[[ PASSAGE PROVIDED, beginning ]]
Early palliative care can cut hospital readmissions for cancer patients
Doctors have developed a new collaborative model in cancer care that reduced the rates at which patients were sent to intensive care or readmitted to the hospital after discharge. These findings were shared at the Palliative Care in Oncology Symposium, sponsored by the American Society of Clinical Oncology (ASCO), in Boston, Massachusetts.
In the new treatment model, medical oncologists and palliative care physicians partnered in a co-rounding format to deliver cancer care for patients admitted to Duke University Hospital's solid tumor unit in Durham, North Carolina. The Duke model fostered collaboration and communication between the specialists, who met several times a day to discuss patient care.
"The integration of palliative care, as a necessary and essential component of cancer care, is one that has been increasingly endorsed," said lead author Richard Riedel, MD, medical director of Duke University Hospital's solid tumor inpatient service. "The benefits of palliative care have been shown in the outpatient and consultative settings, but we didn't know its impact on daily inpatient care. Now, we have successfully partnered with our palliative care colleagues to bring their unique skill sets and expertise directly to our admitted patients, and have shown it to be beneficial."
[[ PASSAGE PROVIDED, end ]]
WORK TO COMPLETE
1: Answer these questions from the palliative care article:
(a) At which event were the findings shared?
(b) Where were the patients treated under the new model admitted?
(c) What position does Richard Riedel hold?
2: From the palliative care article, return the text from "Early palliative care" up to and including "discuss patient care.".
The items below stand apart from the article and are unrelated material.
[[ DATA FOR ANALYSIS, beginning ]]
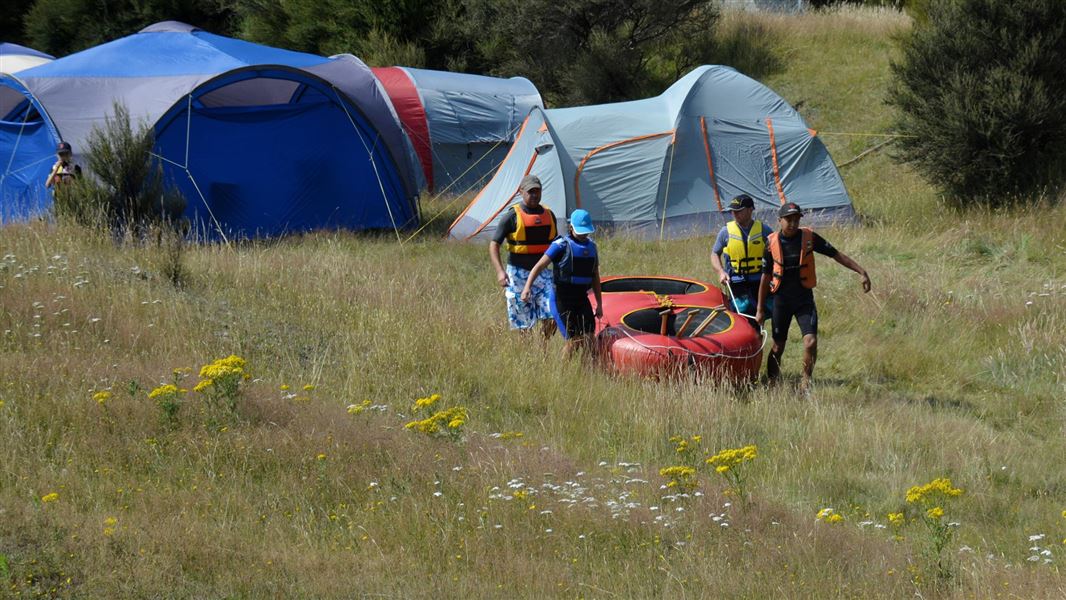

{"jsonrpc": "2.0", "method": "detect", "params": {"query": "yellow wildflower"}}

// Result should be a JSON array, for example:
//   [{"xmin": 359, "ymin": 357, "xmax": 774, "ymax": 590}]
[
  {"xmin": 907, "ymin": 477, "xmax": 963, "ymax": 503},
  {"xmin": 706, "ymin": 445, "xmax": 759, "ymax": 473},
  {"xmin": 817, "ymin": 507, "xmax": 844, "ymax": 523}
]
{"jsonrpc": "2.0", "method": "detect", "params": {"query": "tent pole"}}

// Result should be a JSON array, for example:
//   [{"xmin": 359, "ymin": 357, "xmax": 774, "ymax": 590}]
[
  {"xmin": 330, "ymin": 85, "xmax": 403, "ymax": 245},
  {"xmin": 659, "ymin": 130, "xmax": 677, "ymax": 242}
]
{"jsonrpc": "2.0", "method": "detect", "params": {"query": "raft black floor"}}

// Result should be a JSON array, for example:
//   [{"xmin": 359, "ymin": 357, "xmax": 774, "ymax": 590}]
[
  {"xmin": 621, "ymin": 306, "xmax": 732, "ymax": 337},
  {"xmin": 602, "ymin": 277, "xmax": 707, "ymax": 296}
]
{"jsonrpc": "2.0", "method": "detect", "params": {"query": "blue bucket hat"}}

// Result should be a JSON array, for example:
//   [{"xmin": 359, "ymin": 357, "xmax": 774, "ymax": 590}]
[{"xmin": 570, "ymin": 208, "xmax": 596, "ymax": 236}]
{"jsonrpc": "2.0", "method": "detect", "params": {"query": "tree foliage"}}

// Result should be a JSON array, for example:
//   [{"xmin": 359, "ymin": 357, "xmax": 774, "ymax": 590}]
[
  {"xmin": 25, "ymin": 0, "xmax": 233, "ymax": 56},
  {"xmin": 889, "ymin": 0, "xmax": 1066, "ymax": 204},
  {"xmin": 235, "ymin": 0, "xmax": 440, "ymax": 66},
  {"xmin": 53, "ymin": 104, "xmax": 185, "ymax": 232},
  {"xmin": 455, "ymin": 0, "xmax": 718, "ymax": 104}
]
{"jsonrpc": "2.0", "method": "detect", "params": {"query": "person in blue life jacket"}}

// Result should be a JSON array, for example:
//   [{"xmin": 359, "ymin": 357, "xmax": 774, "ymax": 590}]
[
  {"xmin": 521, "ymin": 209, "xmax": 603, "ymax": 358},
  {"xmin": 711, "ymin": 194, "xmax": 774, "ymax": 317},
  {"xmin": 488, "ymin": 175, "xmax": 559, "ymax": 340}
]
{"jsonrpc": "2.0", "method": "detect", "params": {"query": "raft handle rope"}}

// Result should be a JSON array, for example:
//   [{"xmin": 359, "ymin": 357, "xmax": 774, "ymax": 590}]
[{"xmin": 615, "ymin": 325, "xmax": 769, "ymax": 360}]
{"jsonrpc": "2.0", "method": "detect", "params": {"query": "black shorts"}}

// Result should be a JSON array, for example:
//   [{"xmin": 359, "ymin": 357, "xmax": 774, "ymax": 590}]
[
  {"xmin": 551, "ymin": 293, "xmax": 596, "ymax": 340},
  {"xmin": 772, "ymin": 295, "xmax": 818, "ymax": 342}
]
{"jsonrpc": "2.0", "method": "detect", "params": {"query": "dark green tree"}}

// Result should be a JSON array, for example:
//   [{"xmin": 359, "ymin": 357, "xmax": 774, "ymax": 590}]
[
  {"xmin": 235, "ymin": 0, "xmax": 440, "ymax": 66},
  {"xmin": 889, "ymin": 0, "xmax": 1066, "ymax": 205},
  {"xmin": 464, "ymin": 0, "xmax": 718, "ymax": 104},
  {"xmin": 0, "ymin": 0, "xmax": 33, "ymax": 46},
  {"xmin": 26, "ymin": 0, "xmax": 236, "ymax": 56}
]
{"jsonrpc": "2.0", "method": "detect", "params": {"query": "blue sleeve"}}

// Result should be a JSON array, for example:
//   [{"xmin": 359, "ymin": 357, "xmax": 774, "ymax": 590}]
[
  {"xmin": 711, "ymin": 227, "xmax": 729, "ymax": 254},
  {"xmin": 544, "ymin": 238, "xmax": 566, "ymax": 262}
]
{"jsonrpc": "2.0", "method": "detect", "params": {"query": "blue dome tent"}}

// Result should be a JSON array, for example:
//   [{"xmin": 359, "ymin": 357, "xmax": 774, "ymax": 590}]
[
  {"xmin": 0, "ymin": 21, "xmax": 418, "ymax": 239},
  {"xmin": 450, "ymin": 66, "xmax": 855, "ymax": 240}
]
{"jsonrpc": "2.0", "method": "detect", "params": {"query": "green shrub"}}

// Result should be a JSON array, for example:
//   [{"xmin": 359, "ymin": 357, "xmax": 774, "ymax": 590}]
[
  {"xmin": 889, "ymin": 0, "xmax": 1066, "ymax": 205},
  {"xmin": 54, "ymin": 104, "xmax": 185, "ymax": 231}
]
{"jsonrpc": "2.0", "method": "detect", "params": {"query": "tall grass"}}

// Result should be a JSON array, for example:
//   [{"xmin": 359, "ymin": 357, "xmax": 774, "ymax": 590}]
[{"xmin": 0, "ymin": 7, "xmax": 1066, "ymax": 598}]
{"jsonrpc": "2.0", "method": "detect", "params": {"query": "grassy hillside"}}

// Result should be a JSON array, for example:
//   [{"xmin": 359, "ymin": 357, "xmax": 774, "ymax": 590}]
[{"xmin": 0, "ymin": 5, "xmax": 1066, "ymax": 598}]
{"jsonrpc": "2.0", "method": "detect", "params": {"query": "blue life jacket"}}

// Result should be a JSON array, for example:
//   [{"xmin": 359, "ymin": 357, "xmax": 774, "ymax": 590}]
[{"xmin": 552, "ymin": 236, "xmax": 599, "ymax": 288}]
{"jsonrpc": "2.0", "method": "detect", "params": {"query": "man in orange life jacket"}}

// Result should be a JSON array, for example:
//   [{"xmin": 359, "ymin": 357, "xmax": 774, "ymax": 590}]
[
  {"xmin": 755, "ymin": 202, "xmax": 870, "ymax": 390},
  {"xmin": 488, "ymin": 175, "xmax": 559, "ymax": 338}
]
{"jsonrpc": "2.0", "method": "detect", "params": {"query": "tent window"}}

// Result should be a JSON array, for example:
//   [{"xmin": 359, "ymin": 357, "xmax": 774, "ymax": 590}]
[
  {"xmin": 198, "ymin": 77, "xmax": 301, "ymax": 109},
  {"xmin": 0, "ymin": 85, "xmax": 42, "ymax": 123}
]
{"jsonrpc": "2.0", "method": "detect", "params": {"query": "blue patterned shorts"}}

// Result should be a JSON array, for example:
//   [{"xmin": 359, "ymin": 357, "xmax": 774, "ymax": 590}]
[{"xmin": 503, "ymin": 264, "xmax": 552, "ymax": 329}]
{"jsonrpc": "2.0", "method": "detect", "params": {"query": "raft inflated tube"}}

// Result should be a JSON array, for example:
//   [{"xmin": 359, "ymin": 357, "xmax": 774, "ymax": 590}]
[{"xmin": 596, "ymin": 276, "xmax": 763, "ymax": 380}]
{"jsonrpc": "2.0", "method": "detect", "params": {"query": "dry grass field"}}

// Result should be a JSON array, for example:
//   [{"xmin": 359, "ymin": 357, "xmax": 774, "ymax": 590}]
[{"xmin": 0, "ymin": 5, "xmax": 1066, "ymax": 599}]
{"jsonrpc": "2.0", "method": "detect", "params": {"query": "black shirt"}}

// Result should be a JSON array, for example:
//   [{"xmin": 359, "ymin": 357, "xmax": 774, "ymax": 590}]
[
  {"xmin": 492, "ymin": 204, "xmax": 551, "ymax": 271},
  {"xmin": 762, "ymin": 231, "xmax": 840, "ymax": 299}
]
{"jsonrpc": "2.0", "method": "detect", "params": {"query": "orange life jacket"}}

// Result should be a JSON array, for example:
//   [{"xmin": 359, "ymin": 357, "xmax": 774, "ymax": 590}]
[
  {"xmin": 507, "ymin": 205, "xmax": 559, "ymax": 254},
  {"xmin": 769, "ymin": 227, "xmax": 818, "ymax": 293}
]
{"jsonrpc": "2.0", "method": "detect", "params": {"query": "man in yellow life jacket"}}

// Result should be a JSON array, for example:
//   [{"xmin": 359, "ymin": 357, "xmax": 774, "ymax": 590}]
[
  {"xmin": 755, "ymin": 202, "xmax": 870, "ymax": 391},
  {"xmin": 711, "ymin": 194, "xmax": 774, "ymax": 315},
  {"xmin": 488, "ymin": 175, "xmax": 559, "ymax": 338}
]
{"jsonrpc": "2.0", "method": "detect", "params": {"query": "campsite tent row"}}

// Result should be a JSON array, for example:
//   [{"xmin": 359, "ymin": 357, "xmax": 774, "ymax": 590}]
[
  {"xmin": 0, "ymin": 21, "xmax": 853, "ymax": 239},
  {"xmin": 0, "ymin": 21, "xmax": 540, "ymax": 237},
  {"xmin": 450, "ymin": 66, "xmax": 855, "ymax": 240}
]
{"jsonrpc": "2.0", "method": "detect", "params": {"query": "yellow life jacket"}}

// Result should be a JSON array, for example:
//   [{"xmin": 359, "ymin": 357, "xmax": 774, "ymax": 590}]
[
  {"xmin": 507, "ymin": 205, "xmax": 559, "ymax": 254},
  {"xmin": 726, "ymin": 221, "xmax": 766, "ymax": 275}
]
[[ DATA FOR ANALYSIS, end ]]
RESPONSES TO THE TASKS
1:
(a) The Palliative Care in Oncology Symposium, sponsored by ASCO, in Boston, Massachusetts.
(b) Duke University Hospital's solid tumor unit in Durham, North Carolina.
(c) Medical director of Duke University Hospital's solid tumor inpatient service.

2:
Early palliative care can cut hospital readmissions for cancer patients
Doctors have developed a new collaborative model in cancer care that reduced the rates at which patients were sent to intensive care or readmitted to the hospital after discharge. These findings were shared at the Palliative Care in Oncology Symposium, sponsored by the American Society of Clinical Oncology (ASCO), in Boston, Massachusetts.
In the new treatment model, medical oncologists and palliative care physicians partnered in a co-rounding format to deliver cancer care for patients admitted to Duke University Hospital's solid tumor unit in Durham, North Carolina. The Duke model fostered collaboration and communication between the specialists, who met several times a day to discuss patient care.